▶ TO BE DONE:
Extract every line of the records that contains the string "grass", paying attention to case.
>> Begin RECORDS FOR THIS TASK
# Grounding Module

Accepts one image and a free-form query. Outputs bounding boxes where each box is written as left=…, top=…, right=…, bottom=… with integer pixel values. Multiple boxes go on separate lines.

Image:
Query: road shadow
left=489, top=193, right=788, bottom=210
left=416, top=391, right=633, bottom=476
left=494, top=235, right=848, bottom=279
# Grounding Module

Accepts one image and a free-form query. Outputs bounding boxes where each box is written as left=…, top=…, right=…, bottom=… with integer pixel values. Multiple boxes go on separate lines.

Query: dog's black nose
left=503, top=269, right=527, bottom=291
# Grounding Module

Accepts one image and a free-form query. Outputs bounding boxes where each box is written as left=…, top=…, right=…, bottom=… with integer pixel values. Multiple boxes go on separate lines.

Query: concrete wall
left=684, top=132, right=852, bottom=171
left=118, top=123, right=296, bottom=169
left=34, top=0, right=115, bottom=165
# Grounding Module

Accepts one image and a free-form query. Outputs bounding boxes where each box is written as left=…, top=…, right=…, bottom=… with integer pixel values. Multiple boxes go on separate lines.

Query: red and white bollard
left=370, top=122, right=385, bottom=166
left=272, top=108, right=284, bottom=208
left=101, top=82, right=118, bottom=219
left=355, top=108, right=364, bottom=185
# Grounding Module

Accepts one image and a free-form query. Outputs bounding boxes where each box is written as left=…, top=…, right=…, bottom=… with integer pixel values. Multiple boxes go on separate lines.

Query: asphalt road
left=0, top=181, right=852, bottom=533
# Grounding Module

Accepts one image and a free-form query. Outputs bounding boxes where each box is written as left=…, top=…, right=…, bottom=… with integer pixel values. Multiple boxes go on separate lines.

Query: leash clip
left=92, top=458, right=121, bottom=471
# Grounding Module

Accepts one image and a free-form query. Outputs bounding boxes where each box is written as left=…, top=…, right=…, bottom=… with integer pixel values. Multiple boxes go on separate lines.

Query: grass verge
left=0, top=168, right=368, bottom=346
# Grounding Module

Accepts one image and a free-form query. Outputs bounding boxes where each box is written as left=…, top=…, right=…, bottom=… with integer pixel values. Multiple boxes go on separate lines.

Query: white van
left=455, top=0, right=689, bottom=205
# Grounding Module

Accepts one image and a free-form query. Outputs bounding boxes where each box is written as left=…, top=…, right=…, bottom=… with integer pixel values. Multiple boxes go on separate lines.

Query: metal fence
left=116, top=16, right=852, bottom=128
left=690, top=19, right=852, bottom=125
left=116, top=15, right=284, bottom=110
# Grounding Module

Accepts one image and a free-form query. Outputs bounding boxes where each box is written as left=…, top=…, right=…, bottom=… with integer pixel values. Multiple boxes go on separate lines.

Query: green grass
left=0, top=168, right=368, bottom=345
>> End RECORDS FOR THIS TASK
▶ IN RESPONSE:
Query: grass verge
Query: green grass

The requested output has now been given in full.